» Exercise objective
Answer these questions from the abstract on minority stress, stimulant use, and HIV:
1. Which theory is named as the dominant one for explaining health disparities among sexual minority men?
2. How many sexual minority men make up the sample residing in San Francisco?
3. Which group is identified as the racial/ethnic majority?

» Provided passage
# Minority Stress, Stimulant Use, and HIV among Sexual Minority Men: A Biopsychosocial Approach

> **NIH NIH F31** · SAN DIEGO STATE UNIVERSITY · 2024 · $38,984

## Abstract

PROJECT SUMMARY/ABSTRACT
Sexual minority men (SMM; i.e., non-heterosexual men) in the US are impacted by intertwining epidemics of HIV
and stimulant use (e.g., methamphetamine, powder cocaine, crack cocaine) at disparate rates compared to their
heterosexual peers. Findings from our team and others demonstrate that SMM with HIV who use stimulants
have greater difficulties successfully navigating the HIV care continuum as well as display substantially elevated
viral load, amplified HIV transmission risk, and faster clinical HIV progression. The dominant theory used to
explain health disparities among SMM is minority stress theory, which states that these disparities are the result
of stigma-related social stressors (e.g., discrimination, internalized homonegativity). While evidence of the
association between minority stress and stimulant use exists, few studies have directly examined associations
between minority stress and biological HIV outcomes, such as viral load, and many rely solely on self-report
measures (as opposed to laboratory testing) to assess these outcomes. The Biopsychosocial Minority Stress
Framework (BMSF) has been proposed to link minority stress to biological health, and posits that: (a) minority
stress directly affects the health behaviors and psychological health of SMM; (b) SMM’s health behaviors and
psychological health indicators are interrelated; and (c) these factors influence biological health among SMM via
the immune system. Applying the BMSF to SMM with HIV, stimulant use and ART nonadherence (health
behaviors) may serve as mediators through which minority stress impacts viral load (an outcome critical to
immune health) and, thereby, other health outcomes (e.g., opportunistic infections and cancers). Further,
consistent with intersectionality theory, racial/ethnic minority SMM may experience intensified effects of minority
stress that could contribute to the increased burden of HIV and stimulant use observed among SMM of color in
the US. Understanding the mechanisms through which minority stress impacts viral load, and thereby other
health outcomes, has important implications for intervention among SMM with HIV who use stimulants. As such,
we propose to systematically test associations posited by the BMSF in this high-priority population using a series
of mediation analyses. Specifically, we aim to examine BMSF components by testing longitudinal associations
between minority stress, stimulant use, ART nonadherence, and laboratory testing-derived viral load using
existing data from two independent samples of SMM with HIV who use stimulants: (1) 110 SMM residing in San
Francisco, CA and (2) 350 SMM recruited from across the US. Further, we aim to test whether the associations
between minority stress, stimulant use, ART nonadherence, and viral load differ among racial/ethnic minority
versus majority (i.e., non-Hispanic White) SMM with HIV who use stimulants, using multigroup analyses to
assess the invariance of effects ex...

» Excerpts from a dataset

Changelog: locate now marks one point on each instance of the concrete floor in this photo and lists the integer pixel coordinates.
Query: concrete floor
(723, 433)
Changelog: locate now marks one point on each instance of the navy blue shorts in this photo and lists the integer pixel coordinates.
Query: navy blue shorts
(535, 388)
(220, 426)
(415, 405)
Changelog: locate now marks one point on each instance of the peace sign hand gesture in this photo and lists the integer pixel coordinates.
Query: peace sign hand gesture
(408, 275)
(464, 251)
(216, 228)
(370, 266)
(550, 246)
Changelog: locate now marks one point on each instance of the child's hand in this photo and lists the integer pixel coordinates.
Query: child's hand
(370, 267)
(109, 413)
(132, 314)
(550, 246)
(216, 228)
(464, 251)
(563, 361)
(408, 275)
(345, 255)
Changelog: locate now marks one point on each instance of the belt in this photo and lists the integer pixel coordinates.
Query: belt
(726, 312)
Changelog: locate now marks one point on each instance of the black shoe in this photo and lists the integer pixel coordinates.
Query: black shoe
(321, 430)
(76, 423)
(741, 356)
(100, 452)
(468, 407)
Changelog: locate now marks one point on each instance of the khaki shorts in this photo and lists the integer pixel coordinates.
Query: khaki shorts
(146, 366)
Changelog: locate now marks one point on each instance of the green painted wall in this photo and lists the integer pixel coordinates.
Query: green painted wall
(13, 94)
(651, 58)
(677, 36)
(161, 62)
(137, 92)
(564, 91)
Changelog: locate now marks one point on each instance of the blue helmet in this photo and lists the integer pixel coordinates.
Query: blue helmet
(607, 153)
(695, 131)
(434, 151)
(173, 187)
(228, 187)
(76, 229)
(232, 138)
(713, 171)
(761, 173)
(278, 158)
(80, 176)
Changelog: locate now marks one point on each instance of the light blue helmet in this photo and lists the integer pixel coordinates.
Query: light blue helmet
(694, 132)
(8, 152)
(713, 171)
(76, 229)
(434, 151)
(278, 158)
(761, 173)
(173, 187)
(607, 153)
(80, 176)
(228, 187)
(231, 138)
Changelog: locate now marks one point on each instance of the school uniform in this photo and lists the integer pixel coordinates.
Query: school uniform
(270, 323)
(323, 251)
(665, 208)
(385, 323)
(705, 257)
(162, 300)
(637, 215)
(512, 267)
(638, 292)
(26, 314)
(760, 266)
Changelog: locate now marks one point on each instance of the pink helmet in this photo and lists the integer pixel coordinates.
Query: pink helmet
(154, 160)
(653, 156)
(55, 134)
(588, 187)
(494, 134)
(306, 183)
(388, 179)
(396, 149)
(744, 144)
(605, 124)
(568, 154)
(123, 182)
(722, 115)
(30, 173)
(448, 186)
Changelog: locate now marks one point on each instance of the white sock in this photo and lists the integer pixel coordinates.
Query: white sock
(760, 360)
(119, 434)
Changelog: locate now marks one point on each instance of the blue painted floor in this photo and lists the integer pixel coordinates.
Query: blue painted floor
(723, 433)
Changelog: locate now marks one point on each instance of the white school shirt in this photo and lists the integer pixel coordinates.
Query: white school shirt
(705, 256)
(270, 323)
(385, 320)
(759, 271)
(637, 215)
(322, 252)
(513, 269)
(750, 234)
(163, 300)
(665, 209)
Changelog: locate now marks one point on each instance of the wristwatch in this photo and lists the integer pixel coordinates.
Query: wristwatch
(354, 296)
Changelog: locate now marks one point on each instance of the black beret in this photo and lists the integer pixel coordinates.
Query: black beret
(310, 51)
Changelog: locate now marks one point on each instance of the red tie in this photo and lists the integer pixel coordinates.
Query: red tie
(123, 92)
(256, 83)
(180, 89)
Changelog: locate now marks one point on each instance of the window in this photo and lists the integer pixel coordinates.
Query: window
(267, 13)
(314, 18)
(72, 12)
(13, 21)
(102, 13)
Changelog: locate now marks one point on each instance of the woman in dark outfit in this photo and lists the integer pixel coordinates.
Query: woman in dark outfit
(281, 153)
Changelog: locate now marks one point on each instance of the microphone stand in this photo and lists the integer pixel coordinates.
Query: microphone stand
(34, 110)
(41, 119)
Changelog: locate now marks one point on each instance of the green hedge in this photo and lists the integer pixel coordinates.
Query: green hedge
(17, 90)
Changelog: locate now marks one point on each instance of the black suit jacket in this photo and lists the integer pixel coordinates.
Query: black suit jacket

» Solution to this task
1. Minority stress theory
2. 110
3. Non-Hispanic White sexual minority men